[Items from a data source]
= = = =

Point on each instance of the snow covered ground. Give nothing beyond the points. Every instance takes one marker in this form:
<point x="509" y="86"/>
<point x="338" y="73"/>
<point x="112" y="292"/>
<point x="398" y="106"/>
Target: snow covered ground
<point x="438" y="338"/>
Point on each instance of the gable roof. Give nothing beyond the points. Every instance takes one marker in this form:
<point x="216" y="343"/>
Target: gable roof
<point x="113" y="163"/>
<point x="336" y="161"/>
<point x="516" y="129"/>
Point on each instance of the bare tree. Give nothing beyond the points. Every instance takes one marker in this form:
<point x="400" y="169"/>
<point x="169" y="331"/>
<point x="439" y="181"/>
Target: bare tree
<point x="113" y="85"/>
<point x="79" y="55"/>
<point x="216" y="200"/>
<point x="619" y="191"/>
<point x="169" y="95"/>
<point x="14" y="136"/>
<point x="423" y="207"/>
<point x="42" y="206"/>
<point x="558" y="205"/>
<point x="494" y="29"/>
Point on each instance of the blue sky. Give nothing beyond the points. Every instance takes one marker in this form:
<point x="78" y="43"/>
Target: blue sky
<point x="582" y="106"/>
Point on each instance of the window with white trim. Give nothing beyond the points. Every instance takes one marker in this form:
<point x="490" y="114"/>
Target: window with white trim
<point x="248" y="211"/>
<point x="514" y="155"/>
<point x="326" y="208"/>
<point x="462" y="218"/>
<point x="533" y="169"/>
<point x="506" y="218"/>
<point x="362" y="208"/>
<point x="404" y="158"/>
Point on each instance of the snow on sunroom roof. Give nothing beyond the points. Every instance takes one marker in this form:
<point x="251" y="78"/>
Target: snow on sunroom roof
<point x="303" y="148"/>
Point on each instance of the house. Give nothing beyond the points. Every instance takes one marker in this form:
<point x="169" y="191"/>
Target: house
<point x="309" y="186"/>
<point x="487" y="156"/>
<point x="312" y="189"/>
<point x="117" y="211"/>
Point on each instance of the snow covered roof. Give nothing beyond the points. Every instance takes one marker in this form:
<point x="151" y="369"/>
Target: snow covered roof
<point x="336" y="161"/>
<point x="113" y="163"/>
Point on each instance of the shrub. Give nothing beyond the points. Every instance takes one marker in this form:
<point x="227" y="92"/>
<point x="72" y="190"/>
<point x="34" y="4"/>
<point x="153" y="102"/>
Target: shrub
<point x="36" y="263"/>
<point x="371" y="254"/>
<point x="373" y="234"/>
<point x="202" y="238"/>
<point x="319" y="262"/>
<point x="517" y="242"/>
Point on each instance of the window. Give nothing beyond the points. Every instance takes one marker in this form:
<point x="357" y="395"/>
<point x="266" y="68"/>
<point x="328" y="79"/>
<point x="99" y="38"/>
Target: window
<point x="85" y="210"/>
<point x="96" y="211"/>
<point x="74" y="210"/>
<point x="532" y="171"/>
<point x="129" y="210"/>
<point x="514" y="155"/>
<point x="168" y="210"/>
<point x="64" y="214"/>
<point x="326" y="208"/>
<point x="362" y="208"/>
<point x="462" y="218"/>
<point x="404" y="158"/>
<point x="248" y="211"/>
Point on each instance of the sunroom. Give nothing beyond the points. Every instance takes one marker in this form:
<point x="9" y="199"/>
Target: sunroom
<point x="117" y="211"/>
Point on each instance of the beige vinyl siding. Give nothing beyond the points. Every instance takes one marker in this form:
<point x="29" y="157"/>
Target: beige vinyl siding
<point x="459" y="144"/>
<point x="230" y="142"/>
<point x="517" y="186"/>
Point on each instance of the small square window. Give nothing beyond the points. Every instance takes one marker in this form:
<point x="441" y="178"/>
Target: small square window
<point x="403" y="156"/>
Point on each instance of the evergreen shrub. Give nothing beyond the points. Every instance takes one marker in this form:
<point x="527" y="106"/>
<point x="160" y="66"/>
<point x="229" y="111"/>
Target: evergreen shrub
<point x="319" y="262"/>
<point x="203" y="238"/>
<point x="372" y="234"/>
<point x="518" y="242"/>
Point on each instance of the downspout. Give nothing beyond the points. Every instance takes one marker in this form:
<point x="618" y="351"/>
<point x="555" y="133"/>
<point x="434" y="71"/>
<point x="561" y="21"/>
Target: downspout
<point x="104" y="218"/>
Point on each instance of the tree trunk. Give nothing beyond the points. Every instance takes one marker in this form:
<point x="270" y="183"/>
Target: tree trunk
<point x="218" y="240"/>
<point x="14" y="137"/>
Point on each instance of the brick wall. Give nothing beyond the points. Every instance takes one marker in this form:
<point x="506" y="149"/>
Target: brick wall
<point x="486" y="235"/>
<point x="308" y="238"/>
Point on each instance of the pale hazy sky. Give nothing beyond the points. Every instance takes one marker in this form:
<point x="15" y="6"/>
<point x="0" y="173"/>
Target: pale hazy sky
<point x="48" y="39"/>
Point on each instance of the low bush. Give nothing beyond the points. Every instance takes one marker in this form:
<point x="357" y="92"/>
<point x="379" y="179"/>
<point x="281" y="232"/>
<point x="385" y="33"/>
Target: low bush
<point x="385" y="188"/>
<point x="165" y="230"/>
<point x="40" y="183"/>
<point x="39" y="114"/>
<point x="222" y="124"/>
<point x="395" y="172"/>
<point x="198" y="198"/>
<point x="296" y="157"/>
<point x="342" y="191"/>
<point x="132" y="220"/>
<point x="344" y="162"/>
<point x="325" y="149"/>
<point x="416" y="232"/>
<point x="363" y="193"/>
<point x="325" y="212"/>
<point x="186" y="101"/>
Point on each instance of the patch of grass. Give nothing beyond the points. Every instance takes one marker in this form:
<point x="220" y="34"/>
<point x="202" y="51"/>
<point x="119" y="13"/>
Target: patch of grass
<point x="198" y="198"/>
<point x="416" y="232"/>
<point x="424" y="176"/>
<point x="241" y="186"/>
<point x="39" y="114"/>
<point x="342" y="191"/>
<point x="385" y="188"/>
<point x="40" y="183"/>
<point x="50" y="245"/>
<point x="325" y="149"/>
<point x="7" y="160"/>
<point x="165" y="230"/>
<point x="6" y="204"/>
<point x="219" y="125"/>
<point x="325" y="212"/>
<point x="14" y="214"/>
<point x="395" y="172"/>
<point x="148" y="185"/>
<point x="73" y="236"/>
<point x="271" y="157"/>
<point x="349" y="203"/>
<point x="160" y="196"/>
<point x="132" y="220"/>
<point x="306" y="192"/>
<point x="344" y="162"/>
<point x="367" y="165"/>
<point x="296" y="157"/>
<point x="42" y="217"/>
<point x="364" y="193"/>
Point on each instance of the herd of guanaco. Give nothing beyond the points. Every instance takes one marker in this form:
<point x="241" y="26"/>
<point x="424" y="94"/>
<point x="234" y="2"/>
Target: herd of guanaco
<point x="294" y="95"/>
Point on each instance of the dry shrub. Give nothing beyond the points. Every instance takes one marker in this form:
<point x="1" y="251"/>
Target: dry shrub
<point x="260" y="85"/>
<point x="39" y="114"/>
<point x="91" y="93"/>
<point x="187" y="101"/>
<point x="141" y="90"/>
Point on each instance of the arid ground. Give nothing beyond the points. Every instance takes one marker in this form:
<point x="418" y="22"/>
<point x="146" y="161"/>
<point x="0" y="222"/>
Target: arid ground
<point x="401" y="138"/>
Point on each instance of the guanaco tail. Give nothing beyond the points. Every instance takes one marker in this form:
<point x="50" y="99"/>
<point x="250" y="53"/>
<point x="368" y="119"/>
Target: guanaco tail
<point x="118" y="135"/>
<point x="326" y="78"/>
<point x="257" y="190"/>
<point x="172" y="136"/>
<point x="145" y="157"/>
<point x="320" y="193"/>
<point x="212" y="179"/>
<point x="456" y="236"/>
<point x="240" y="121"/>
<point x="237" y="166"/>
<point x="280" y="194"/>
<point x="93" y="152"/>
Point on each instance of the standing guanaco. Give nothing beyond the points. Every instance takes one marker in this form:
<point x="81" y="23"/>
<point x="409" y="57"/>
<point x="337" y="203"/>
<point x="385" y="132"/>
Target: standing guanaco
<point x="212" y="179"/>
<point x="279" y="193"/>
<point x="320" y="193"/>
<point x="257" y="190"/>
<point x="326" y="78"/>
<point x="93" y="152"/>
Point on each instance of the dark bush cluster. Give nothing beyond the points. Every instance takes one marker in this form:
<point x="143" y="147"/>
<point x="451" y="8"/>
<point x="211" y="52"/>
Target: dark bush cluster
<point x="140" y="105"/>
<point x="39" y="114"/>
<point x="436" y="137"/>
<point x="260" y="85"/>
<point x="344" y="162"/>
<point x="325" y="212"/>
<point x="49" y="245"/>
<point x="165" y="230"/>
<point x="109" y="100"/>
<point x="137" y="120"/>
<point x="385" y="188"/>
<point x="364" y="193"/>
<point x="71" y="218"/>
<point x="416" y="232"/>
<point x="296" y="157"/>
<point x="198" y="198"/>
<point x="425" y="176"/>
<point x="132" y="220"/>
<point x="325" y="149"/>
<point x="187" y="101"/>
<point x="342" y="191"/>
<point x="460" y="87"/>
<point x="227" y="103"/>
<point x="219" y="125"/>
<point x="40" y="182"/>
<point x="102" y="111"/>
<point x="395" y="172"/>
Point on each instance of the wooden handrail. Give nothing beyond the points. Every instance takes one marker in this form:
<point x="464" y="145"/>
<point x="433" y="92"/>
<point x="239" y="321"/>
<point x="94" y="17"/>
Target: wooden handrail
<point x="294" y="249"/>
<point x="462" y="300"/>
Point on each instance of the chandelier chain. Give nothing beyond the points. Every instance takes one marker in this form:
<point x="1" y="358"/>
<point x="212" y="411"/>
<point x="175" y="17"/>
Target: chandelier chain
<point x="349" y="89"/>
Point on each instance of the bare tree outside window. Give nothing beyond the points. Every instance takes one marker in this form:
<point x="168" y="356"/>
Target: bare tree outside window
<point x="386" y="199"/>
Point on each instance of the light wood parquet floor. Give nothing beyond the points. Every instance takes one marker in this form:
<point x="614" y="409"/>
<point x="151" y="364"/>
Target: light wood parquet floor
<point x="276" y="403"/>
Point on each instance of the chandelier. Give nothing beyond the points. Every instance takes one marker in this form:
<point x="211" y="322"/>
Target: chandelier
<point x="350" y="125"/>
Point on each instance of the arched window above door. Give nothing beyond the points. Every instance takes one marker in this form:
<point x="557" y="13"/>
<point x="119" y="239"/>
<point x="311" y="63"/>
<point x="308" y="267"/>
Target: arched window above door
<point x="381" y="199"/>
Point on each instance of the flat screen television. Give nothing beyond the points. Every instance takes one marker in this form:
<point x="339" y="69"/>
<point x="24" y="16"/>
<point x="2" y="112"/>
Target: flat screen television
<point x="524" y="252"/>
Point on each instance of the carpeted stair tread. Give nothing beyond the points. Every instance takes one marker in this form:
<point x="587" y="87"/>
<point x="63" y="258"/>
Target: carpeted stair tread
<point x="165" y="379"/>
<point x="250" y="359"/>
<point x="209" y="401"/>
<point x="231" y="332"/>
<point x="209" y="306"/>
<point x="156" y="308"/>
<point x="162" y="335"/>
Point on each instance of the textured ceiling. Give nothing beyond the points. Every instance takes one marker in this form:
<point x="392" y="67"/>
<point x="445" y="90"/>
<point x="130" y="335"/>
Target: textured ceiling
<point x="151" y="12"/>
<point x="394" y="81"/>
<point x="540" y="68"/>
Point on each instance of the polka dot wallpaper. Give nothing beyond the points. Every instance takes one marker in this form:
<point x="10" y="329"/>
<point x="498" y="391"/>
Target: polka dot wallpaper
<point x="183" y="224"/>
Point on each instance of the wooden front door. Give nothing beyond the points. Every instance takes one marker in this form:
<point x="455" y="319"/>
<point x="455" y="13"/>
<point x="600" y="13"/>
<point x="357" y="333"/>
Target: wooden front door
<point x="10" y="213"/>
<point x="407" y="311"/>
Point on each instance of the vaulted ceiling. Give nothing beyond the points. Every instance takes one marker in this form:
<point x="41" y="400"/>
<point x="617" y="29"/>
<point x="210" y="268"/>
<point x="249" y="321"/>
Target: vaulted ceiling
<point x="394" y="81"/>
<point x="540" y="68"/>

= = = =

> EXERCISE TASK: Begin at the line containing "Point on each instance of the polka" and reproduce each line through the end of the records above.

> TASK RESPONSE:
Point on each instance of the polka dot wallpaper. Give nothing beyond the points. Every instance takes one marker in this form:
<point x="10" y="329"/>
<point x="498" y="391"/>
Target: polka dot wallpaper
<point x="183" y="224"/>
Point on each instance of the wooden front door. Give nothing beyond the points. Every instance takes one marker in this form:
<point x="455" y="319"/>
<point x="455" y="13"/>
<point x="600" y="13"/>
<point x="357" y="333"/>
Target: wooden front door
<point x="10" y="213"/>
<point x="407" y="311"/>
Point on each instance of the vaulted ceiling. Give nothing beyond the points. Every instance takes one marker in this form:
<point x="41" y="400"/>
<point x="617" y="29"/>
<point x="210" y="268"/>
<point x="249" y="321"/>
Target: vaulted ceiling
<point x="394" y="81"/>
<point x="540" y="68"/>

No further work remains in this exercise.